■ **TASK PROMPT**
From the first line of the data through the line containing "Find all occurrences of white marker post.", return each line exactly.

++++++++++++++++++++

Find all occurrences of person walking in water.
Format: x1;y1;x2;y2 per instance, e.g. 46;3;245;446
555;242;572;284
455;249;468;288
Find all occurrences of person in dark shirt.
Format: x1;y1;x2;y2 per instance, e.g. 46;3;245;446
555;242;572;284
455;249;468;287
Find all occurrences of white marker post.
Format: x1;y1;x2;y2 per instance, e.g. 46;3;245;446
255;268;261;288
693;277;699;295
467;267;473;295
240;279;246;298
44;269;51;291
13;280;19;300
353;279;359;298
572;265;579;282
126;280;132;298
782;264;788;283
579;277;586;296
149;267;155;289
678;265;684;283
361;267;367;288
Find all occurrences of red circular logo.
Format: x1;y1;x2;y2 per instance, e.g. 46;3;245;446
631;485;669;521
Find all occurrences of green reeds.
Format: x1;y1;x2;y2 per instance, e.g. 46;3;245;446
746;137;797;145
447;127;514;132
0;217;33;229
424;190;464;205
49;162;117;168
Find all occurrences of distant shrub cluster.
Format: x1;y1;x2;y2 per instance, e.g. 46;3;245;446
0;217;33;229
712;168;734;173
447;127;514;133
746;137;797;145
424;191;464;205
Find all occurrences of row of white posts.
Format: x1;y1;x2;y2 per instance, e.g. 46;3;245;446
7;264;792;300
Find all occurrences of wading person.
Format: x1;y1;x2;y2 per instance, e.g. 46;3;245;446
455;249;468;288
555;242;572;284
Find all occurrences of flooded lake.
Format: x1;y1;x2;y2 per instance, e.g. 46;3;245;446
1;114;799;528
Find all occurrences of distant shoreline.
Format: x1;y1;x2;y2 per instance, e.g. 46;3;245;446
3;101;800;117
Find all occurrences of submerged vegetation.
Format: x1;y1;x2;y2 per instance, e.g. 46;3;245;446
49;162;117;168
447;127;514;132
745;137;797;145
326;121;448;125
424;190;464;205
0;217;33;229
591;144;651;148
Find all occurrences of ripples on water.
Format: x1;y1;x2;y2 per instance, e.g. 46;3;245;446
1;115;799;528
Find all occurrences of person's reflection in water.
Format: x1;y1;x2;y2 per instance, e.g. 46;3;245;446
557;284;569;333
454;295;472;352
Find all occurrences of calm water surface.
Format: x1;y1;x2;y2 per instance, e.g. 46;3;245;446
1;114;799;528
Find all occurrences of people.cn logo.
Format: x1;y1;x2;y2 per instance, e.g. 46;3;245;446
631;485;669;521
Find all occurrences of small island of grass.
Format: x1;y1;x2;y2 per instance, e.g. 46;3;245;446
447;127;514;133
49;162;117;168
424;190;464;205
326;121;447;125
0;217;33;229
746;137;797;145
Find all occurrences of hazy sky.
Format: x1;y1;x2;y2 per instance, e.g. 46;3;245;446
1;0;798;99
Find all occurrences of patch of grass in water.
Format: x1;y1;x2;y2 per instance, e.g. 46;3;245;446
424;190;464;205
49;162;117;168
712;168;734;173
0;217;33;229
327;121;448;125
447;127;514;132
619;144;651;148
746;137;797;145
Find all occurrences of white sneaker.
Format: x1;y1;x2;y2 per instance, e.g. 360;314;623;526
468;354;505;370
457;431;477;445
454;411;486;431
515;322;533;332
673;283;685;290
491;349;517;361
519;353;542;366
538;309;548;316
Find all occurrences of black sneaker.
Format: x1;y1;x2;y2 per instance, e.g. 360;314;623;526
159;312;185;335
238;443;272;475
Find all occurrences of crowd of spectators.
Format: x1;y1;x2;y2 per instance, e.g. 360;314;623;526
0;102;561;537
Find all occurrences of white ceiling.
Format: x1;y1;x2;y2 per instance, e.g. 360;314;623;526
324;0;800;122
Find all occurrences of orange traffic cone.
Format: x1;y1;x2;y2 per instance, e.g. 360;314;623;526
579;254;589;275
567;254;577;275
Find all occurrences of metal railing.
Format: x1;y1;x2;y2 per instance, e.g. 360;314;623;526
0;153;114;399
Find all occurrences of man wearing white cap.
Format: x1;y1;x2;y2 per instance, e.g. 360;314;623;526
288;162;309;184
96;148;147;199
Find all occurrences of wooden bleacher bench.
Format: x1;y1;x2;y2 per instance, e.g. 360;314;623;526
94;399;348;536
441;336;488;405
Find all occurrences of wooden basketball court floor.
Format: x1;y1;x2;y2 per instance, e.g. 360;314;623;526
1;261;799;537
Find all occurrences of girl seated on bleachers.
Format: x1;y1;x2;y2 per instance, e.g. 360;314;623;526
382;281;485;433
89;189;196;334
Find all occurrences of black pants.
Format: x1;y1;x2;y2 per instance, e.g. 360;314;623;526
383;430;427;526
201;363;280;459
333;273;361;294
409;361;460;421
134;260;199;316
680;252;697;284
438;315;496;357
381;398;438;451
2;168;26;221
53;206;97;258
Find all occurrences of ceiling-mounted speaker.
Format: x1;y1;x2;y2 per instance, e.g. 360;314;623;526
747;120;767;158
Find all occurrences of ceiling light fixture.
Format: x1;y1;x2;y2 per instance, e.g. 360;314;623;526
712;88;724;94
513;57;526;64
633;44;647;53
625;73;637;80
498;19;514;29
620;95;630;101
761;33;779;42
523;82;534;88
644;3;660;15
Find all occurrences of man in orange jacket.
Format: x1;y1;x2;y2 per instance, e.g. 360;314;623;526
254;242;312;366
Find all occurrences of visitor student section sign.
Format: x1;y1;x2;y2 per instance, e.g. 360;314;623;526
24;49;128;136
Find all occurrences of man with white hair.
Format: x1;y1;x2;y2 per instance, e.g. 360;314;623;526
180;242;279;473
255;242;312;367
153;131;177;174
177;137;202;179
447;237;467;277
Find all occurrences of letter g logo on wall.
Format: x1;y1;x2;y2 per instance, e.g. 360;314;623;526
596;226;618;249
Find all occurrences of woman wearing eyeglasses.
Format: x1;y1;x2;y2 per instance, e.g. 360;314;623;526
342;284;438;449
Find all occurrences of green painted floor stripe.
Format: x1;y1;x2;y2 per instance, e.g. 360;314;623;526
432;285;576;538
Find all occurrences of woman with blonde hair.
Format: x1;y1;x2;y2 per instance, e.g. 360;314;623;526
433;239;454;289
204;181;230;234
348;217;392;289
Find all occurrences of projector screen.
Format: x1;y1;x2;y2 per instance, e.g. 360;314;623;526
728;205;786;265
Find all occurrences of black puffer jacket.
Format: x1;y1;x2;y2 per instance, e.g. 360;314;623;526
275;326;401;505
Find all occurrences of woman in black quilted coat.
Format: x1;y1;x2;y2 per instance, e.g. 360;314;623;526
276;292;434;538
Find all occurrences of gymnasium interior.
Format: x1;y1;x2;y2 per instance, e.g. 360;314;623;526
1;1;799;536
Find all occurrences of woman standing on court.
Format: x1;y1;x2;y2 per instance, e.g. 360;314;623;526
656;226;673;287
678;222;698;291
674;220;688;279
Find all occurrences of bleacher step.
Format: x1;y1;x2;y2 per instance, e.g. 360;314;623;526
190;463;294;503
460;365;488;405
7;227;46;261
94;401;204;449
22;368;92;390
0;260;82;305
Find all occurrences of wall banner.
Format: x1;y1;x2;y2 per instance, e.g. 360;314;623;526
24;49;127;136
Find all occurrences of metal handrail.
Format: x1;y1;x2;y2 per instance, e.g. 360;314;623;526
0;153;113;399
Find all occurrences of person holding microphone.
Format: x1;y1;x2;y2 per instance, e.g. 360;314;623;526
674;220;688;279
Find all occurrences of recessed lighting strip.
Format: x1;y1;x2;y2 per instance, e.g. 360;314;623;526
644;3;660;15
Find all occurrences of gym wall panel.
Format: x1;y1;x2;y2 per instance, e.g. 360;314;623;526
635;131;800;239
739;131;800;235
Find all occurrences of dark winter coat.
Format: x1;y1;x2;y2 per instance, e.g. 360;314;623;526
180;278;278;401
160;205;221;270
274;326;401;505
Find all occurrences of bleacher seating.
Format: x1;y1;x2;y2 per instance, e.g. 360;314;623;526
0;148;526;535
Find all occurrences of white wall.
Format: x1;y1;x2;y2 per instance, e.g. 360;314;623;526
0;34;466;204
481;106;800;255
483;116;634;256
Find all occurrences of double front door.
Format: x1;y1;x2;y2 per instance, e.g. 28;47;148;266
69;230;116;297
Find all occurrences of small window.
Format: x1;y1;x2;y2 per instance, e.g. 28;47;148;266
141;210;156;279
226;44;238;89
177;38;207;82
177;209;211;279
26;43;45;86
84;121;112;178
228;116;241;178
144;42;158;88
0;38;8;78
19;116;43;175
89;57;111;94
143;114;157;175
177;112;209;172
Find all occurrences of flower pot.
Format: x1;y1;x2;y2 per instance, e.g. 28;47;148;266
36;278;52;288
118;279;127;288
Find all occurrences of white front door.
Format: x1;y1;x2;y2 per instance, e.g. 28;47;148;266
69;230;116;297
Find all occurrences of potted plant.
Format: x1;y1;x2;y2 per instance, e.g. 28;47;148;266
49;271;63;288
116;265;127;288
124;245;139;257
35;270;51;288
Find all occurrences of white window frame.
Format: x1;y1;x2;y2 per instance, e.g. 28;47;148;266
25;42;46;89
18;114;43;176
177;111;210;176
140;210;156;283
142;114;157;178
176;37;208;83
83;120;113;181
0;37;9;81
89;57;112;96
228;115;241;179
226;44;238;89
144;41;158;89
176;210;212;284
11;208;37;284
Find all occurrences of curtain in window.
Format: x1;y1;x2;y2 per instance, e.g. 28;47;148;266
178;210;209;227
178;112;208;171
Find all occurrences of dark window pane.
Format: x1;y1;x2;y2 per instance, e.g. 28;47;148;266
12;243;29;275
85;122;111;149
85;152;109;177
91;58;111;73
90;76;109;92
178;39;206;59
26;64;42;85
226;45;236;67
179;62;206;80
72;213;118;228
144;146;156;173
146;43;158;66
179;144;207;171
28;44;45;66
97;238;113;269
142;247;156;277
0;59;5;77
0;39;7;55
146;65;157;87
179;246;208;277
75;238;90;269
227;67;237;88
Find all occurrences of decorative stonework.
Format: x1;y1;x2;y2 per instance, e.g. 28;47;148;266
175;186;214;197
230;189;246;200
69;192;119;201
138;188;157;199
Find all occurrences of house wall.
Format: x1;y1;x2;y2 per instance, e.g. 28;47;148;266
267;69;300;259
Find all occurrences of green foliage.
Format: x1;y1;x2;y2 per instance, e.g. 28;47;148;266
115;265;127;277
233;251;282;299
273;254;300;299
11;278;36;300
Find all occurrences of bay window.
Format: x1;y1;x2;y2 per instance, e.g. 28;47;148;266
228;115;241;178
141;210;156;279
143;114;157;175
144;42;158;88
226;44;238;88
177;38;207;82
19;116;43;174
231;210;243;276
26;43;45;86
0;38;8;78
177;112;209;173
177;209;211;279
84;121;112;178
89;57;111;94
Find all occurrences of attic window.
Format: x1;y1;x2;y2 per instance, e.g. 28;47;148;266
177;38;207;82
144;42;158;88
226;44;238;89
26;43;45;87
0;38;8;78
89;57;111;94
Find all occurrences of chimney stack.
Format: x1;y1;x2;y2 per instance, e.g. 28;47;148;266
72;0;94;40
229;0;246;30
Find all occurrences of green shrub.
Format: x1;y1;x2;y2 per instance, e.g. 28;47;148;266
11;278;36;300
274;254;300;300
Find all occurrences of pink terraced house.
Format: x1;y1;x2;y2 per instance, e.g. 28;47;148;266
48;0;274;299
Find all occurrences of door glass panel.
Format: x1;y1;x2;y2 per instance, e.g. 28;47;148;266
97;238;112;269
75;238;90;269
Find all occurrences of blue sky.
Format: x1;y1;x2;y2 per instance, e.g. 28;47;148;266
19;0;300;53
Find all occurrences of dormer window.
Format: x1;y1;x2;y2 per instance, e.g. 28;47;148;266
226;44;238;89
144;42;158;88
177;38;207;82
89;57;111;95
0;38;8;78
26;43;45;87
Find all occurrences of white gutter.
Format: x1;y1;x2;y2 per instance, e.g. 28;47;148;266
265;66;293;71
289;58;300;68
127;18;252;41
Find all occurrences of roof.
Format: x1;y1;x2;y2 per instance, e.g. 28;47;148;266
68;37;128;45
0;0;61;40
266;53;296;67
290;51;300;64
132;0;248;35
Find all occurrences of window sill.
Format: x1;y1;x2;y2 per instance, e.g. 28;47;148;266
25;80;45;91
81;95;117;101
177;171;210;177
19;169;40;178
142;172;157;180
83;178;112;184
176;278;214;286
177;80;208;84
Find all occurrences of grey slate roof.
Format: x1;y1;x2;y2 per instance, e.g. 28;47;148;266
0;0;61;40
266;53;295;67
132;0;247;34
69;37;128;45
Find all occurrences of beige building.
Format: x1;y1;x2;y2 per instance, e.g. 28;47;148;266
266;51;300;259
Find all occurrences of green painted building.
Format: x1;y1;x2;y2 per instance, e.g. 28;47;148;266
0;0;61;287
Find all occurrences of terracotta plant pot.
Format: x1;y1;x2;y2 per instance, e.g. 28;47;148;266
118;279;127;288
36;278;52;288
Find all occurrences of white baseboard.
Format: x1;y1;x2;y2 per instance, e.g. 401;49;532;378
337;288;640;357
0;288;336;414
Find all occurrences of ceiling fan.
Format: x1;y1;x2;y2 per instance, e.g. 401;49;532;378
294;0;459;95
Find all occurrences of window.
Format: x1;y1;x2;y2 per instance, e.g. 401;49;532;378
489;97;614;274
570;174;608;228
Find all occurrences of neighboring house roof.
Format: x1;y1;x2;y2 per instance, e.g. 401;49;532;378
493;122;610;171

++++++++++++++++++++

■ **EXPECTED ANSWER**
Find all occurrences of person walking in water.
Format: x1;y1;x2;y2 per instance, e.g. 46;3;245;446
555;242;572;284
455;249;468;288
Find all occurrences of person in dark shirt.
Format: x1;y1;x2;y2 per instance, e.g. 46;3;245;446
555;242;572;284
455;249;468;287
Find all occurrences of white marker post.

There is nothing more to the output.